> WHAT YOU SHOULD DO: Print the data that follows again, keeping every line exact.

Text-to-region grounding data
□ □ □ □
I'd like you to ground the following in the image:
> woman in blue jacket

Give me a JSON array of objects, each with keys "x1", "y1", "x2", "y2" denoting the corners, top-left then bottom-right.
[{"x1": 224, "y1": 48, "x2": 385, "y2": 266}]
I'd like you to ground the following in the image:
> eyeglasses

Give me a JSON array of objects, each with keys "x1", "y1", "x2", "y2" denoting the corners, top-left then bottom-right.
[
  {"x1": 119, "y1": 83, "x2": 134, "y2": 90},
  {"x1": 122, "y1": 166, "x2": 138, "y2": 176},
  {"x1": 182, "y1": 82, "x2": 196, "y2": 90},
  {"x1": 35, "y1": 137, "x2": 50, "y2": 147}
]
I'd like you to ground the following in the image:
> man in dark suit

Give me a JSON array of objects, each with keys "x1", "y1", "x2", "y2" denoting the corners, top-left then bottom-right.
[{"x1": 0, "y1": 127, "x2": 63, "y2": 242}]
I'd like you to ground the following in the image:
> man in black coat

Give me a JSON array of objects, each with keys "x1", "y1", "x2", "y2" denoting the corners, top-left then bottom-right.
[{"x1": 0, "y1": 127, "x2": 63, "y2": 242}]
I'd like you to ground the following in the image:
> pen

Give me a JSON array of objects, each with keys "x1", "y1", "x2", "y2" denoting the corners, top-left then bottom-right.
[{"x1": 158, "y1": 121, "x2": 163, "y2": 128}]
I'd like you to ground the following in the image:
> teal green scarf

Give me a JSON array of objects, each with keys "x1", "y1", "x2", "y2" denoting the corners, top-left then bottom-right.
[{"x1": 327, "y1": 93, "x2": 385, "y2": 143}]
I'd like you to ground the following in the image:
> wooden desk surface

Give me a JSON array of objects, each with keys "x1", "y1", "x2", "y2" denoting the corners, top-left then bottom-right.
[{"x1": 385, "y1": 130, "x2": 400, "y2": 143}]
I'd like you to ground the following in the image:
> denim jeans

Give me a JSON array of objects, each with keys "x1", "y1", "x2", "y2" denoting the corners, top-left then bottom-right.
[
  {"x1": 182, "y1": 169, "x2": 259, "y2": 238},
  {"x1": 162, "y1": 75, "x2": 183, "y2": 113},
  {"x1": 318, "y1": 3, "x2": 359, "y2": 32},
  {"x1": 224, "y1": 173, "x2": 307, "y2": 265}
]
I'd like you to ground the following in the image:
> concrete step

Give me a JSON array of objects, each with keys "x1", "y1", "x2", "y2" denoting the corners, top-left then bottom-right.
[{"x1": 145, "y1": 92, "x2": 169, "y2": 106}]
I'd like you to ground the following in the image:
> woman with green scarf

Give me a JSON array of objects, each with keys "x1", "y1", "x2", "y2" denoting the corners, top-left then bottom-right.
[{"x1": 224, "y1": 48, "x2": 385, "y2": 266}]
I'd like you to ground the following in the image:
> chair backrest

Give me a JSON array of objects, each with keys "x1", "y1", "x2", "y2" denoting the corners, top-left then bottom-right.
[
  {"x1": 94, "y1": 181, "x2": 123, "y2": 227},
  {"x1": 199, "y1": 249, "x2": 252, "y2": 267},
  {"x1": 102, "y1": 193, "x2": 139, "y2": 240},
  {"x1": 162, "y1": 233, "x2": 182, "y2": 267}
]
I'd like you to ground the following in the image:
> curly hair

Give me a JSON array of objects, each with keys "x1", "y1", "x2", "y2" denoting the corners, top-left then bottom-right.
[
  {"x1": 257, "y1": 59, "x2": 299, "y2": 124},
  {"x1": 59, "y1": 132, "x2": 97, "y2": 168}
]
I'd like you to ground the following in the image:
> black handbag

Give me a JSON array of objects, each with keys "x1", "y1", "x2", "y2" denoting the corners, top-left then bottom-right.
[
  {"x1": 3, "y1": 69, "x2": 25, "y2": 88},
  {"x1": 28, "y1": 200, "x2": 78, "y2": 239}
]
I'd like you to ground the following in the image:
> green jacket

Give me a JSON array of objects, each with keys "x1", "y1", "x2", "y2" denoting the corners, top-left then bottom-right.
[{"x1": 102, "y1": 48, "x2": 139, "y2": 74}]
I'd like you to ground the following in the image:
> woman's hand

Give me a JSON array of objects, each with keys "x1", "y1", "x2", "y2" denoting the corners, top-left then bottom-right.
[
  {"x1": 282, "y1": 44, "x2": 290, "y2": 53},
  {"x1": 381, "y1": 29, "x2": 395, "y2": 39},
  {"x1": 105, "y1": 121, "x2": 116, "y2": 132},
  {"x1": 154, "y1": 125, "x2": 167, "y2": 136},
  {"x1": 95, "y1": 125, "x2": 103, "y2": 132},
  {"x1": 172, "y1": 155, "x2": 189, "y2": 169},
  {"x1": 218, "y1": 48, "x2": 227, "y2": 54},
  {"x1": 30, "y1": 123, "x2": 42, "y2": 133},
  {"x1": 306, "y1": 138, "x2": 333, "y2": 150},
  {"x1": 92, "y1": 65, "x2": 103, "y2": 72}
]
□ □ □ □
> RESPONSE:
I'd like you to ground the following in the image:
> woman in blue jacket

Give me a JSON array of objects, each with keys "x1", "y1", "x2", "y2" denoting the corners, top-left then bottom-right.
[{"x1": 224, "y1": 48, "x2": 385, "y2": 266}]
I'd like you to ground the following in the image:
> eyeglasses

Give me a JSON array of objects, each with keys "x1", "y1", "x2", "y2" denoting the corners, top-left then bottom-right.
[
  {"x1": 119, "y1": 83, "x2": 134, "y2": 90},
  {"x1": 122, "y1": 166, "x2": 138, "y2": 176},
  {"x1": 182, "y1": 82, "x2": 196, "y2": 90},
  {"x1": 35, "y1": 137, "x2": 50, "y2": 147}
]
I'd like you to ground the following in the image:
> man in dark suit

Give me a JSON array of objects, each with keys "x1", "y1", "x2", "y2" denoting the corners, top-left then bottom-right.
[{"x1": 0, "y1": 127, "x2": 63, "y2": 242}]
I'd like you to ground the following in the image:
> man in black coat

Give me a JSON array of objects, each with keys "x1", "y1", "x2", "y2" denoting the corners, top-left then bottom-right.
[{"x1": 0, "y1": 127, "x2": 63, "y2": 242}]
I'd like you to ground the following in the image:
> pen

Give me a JSON array of objects, each with keys "x1", "y1", "x2", "y2" denoting the corners, top-left then bottom-right.
[{"x1": 158, "y1": 121, "x2": 163, "y2": 128}]
I'd like you to ground the following in the image:
> teal green scarf

Give me a JSON array of objects, each with keys "x1", "y1", "x2", "y2" denoting the corners, top-left then bottom-right.
[{"x1": 327, "y1": 93, "x2": 385, "y2": 143}]
I'd like you to ground the following in the image:
> wooden desk surface

Give me a JSON array of objects, each with keys "x1", "y1", "x2", "y2" denoting the corners, top-left then bottom-right.
[{"x1": 385, "y1": 130, "x2": 400, "y2": 143}]
I'd like you to ground the following in the image:
> denim jeans

Give me a JSON array of objects, each with keys "x1", "y1", "x2", "y2" denoting the corners, top-left then bottom-right.
[
  {"x1": 182, "y1": 169, "x2": 259, "y2": 238},
  {"x1": 162, "y1": 75, "x2": 183, "y2": 113},
  {"x1": 318, "y1": 3, "x2": 359, "y2": 32},
  {"x1": 224, "y1": 173, "x2": 307, "y2": 265}
]
I'd like you to ground the following in the image:
> concrete step

Give me a JSON array of objects, each with keys "x1", "y1", "x2", "y2" denoting the corners, top-left then bottom-right.
[{"x1": 145, "y1": 92, "x2": 169, "y2": 106}]
I'd like you to ground the following in the image:
> woman with green scarf

Give me a JSON array of objects, each with keys "x1", "y1", "x2", "y2" denoting the corners, top-left then bottom-right.
[{"x1": 224, "y1": 48, "x2": 385, "y2": 266}]
I'd like you to ground the following in the image:
> chair backrest

Give me a JSON array of objects, each with keys "x1", "y1", "x2", "y2" denoting the corners, top-left then bottom-right.
[
  {"x1": 94, "y1": 181, "x2": 123, "y2": 227},
  {"x1": 199, "y1": 249, "x2": 252, "y2": 267},
  {"x1": 102, "y1": 193, "x2": 139, "y2": 240},
  {"x1": 162, "y1": 233, "x2": 182, "y2": 267}
]
I'd like you to ground the following in the image:
> curly hair

Give me a JSON array of objects, each with keys "x1", "y1", "x2", "y2" denoting the corners, top-left then bottom-right.
[
  {"x1": 257, "y1": 59, "x2": 299, "y2": 124},
  {"x1": 59, "y1": 132, "x2": 97, "y2": 168}
]
I'd like you to ground the following in the image:
> black handbag

Give me a JSON array of objects, each with keys "x1", "y1", "x2", "y2" denoting the corners, top-left then bottom-right.
[
  {"x1": 3, "y1": 69, "x2": 25, "y2": 88},
  {"x1": 28, "y1": 200, "x2": 78, "y2": 239}
]
I'd like you to ground the following in the image:
> green jacket

Give me a JSON array of objects, each with keys "x1", "y1", "x2", "y2" denoting the corners, top-left then bottom-right.
[{"x1": 102, "y1": 48, "x2": 139, "y2": 74}]
I'd like you to ground the following in the image:
> woman's hand

Give me a JSON array of objects, each with keys "x1", "y1", "x2", "y2" denoting the corners, top-left then bottom-right.
[
  {"x1": 282, "y1": 44, "x2": 290, "y2": 53},
  {"x1": 381, "y1": 29, "x2": 395, "y2": 39},
  {"x1": 105, "y1": 121, "x2": 116, "y2": 132},
  {"x1": 154, "y1": 125, "x2": 167, "y2": 136},
  {"x1": 95, "y1": 125, "x2": 103, "y2": 132},
  {"x1": 172, "y1": 155, "x2": 189, "y2": 169},
  {"x1": 218, "y1": 48, "x2": 227, "y2": 54},
  {"x1": 30, "y1": 123, "x2": 42, "y2": 133},
  {"x1": 306, "y1": 138, "x2": 333, "y2": 150},
  {"x1": 92, "y1": 65, "x2": 103, "y2": 72}
]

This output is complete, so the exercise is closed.